— begin Source records —
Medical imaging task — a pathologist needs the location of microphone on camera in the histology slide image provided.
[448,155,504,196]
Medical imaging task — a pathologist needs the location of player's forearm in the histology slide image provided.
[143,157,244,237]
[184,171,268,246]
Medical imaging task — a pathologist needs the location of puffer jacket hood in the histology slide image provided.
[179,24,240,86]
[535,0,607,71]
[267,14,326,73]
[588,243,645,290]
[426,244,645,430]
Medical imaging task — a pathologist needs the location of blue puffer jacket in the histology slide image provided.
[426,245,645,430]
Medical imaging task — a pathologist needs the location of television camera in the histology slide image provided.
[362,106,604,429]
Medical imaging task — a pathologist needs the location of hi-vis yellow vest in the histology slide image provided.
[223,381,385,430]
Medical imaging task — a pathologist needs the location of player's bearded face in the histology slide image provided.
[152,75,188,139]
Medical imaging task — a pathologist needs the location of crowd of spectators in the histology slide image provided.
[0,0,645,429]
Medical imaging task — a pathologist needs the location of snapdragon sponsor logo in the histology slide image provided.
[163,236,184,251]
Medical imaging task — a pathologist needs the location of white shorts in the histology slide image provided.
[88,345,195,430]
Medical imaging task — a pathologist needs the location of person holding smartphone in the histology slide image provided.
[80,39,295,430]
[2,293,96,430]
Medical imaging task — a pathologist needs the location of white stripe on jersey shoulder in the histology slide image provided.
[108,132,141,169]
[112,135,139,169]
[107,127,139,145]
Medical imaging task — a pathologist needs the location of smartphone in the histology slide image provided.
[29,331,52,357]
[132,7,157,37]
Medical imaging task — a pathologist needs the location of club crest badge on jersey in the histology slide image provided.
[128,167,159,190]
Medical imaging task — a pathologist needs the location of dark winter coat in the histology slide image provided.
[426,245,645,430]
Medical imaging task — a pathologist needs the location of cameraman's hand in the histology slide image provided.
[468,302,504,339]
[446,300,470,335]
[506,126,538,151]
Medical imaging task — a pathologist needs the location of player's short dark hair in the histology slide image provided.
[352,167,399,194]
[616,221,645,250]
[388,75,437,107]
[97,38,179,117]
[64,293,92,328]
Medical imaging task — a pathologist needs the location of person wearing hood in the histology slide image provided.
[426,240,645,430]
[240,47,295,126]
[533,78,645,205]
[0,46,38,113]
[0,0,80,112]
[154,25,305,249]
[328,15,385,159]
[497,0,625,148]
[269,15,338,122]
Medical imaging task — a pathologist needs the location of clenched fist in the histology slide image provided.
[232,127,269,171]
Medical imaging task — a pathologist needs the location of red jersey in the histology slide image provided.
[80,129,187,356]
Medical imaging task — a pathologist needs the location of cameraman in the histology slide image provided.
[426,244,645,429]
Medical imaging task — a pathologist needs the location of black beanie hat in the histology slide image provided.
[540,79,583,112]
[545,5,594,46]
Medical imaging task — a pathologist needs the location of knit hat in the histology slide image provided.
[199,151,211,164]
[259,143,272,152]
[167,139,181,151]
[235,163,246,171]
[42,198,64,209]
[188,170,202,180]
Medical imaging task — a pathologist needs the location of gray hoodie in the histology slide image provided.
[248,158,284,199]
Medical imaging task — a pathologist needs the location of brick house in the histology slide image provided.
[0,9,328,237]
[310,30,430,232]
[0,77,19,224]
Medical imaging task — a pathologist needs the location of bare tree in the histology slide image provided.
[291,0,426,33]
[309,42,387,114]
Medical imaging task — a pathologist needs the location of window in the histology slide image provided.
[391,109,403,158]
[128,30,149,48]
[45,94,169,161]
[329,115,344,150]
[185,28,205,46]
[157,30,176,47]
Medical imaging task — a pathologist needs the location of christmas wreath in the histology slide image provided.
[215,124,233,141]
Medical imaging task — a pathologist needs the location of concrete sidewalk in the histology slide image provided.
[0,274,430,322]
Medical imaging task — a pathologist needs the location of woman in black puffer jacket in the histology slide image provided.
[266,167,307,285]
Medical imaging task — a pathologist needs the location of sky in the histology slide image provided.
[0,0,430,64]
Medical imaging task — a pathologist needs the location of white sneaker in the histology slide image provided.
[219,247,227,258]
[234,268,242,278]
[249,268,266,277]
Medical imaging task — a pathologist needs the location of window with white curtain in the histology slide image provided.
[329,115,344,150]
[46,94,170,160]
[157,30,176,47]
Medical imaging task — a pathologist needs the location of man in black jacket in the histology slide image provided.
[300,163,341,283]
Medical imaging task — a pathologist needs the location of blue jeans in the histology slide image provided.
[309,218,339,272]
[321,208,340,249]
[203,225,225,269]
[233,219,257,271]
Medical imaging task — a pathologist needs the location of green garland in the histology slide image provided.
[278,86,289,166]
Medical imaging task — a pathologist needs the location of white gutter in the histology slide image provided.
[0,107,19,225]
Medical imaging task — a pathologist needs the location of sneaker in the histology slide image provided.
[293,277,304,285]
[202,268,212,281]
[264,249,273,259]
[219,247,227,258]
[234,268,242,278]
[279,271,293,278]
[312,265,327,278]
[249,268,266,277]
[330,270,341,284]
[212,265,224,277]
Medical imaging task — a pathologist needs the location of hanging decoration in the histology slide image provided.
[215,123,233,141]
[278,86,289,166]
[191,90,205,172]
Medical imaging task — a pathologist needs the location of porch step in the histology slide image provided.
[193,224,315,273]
— end Source records —
## To do
Reproduce every line of the data above verbatim, keeping the original order.

## Answer to this exercise
Medical imaging task — a pathologist needs the location of microphone on camera in the histology slide image provided.
[448,155,504,196]
Medical imaging task — a pathologist needs the location of player's forearm in the histology slide image provided.
[143,157,244,237]
[184,171,268,246]
Medical imaging task — a pathologist needs the location of puffer jacket hood in the histology slide image provided.
[179,24,240,86]
[535,0,607,71]
[267,14,326,73]
[588,243,645,290]
[426,244,645,430]
Medical imaging task — a pathologist needs the location of blue puffer jacket in the histology slide image provided.
[426,245,645,430]
Medical imaging task — a pathologist needs the location of television camera in the histology slide image provided.
[362,106,604,429]
Medical imaging task — a pathologist needs the location of hi-vis yellow vest in the histology slide image provided.
[223,381,385,430]
Medical imaging task — a pathologist needs the location of player's bearded face in the histology slide image provided.
[152,75,188,139]
Medical imaging task — a pathologist needs the location of crowd of spectators in the histology slide image provided.
[0,0,645,429]
Medical imaging task — a pathologist needs the location of snapdragon sponsor logo in the histology slide image provided.
[163,236,184,251]
Medical imaging task — a pathologist needs the location of white shorts in the histology slide image provided.
[88,345,195,430]
Medical imaging task — a pathologist needs the location of person holding smartphone in the histology slide image provided.
[80,39,295,430]
[2,293,96,430]
Medical imaging task — a pathologist needs the location of white stripe on jersey shoulder in the histology slide image provided.
[108,132,141,169]
[112,135,139,169]
[107,127,139,145]
Medical imaging task — a pathologist needs the location of smartphone in the histology slide image provided.
[29,331,52,357]
[132,7,157,37]
Medical imaging task — a pathologist needs the location of club crest badge on jersey in the histology slide image provided.
[128,167,159,190]
Medical imaging task — a pathologist needs the location of dark winter coat in the histology slide image provided.
[426,245,645,430]
Medical imaging task — a pathologist needs the location of cameraman's hand in the histology slide image provided.
[468,302,504,339]
[446,300,470,335]
[506,126,538,151]
Medical imaging task — a pathologist needs the location of player's short dark hair in the histology slide image provided.
[352,167,399,194]
[616,221,645,250]
[388,75,437,107]
[97,38,179,117]
[64,293,92,328]
Medical imaging task — a pathologist needs the location of person wearing hood in the histology slide image provided.
[426,240,645,430]
[240,47,295,126]
[533,78,645,205]
[0,46,38,113]
[0,0,80,112]
[154,25,305,249]
[328,15,385,159]
[497,0,625,148]
[269,15,338,122]
Medical imaging task — a pathologist needs the location of clenched fist in the histology slide image provided.
[232,127,269,171]
Medical imaging task — a pathologist needs the location of red jersey in the histology slide image provided.
[80,129,187,356]
Medical imaging task — a pathologist needs the location of cameraman in the histology slide image provided.
[426,244,645,429]
Medical imaging task — a pathologist needs the location of black beanie hat in the histology slide image provided.
[540,79,583,112]
[545,5,594,46]
Medical imaging task — a pathologist needs the location of knit hat in the histology slide image provided.
[199,151,211,164]
[259,143,272,152]
[167,139,181,151]
[235,163,246,171]
[42,198,64,209]
[188,170,202,180]
Medical imaging task — a pathologist needs the location of gray hoodie in the histology slide image provided.
[248,158,284,199]
Medical imaging task — a pathologist needs the location of brick house in the histology slide image provided.
[0,9,328,237]
[310,30,430,232]
[0,77,19,224]
Medical imaging task — a pathologist needs the location of bare tree in the histology slide image provided.
[291,0,426,33]
[309,42,387,114]
Medical imaging task — a pathologist needs the location of window in the histology slide image provided.
[391,109,403,158]
[128,30,149,48]
[45,94,169,161]
[329,115,344,150]
[185,28,205,46]
[157,30,176,47]
Medical imaging task — a pathologist needs the location of christmas wreath in the histology slide image provided.
[215,124,233,141]
Medical imaging task — a pathologist needs the location of concrete sidewalk in the histology slide image provided.
[0,274,430,322]
Medical imaging task — a pathologist needs the location of woman in black puffer jacket in the histology slide image provided.
[266,167,307,285]
Medical imaging task — a pathologist needs the location of sky in the histology slide image provided.
[0,0,430,64]
Medical imaging task — a pathologist needs the location of white sneaker in the histology slide image provided.
[219,247,227,258]
[234,268,242,278]
[249,268,266,277]
Medical imaging task — a pathologist needs the location of window with white curtain in the histology slide image provided.
[329,115,344,150]
[46,94,170,160]
[157,30,176,47]
Medical imaging task — a pathologist needs the location of man in black jacket in the histology slide image provided.
[300,163,341,283]
Medical imaging task — a pathologist needs the location of blue jeans in the histology slide image provided.
[309,218,339,272]
[321,208,340,249]
[203,225,225,269]
[233,219,257,271]
Medical imaging task — a pathologist needs the location of green garland in the histology slide image provided.
[278,86,289,166]
Medical imaging task — a pathologist needs the location of white gutter in the histology slide image provided.
[0,107,19,225]
Medical imaging task — a pathologist needs the location of sneaker in the histology slide image provided.
[293,277,304,285]
[202,268,212,281]
[264,249,273,259]
[219,247,227,258]
[234,268,242,278]
[279,271,293,278]
[312,265,327,278]
[249,268,266,277]
[330,270,341,284]
[212,265,224,277]
Medical imaging task — a pathologist needs the location of hanging decoration in the histology slide image provided.
[215,123,233,141]
[278,86,289,166]
[191,90,205,172]
Medical imaging task — a pathologist needs the location of porch step in the histology slide image provided.
[193,224,315,273]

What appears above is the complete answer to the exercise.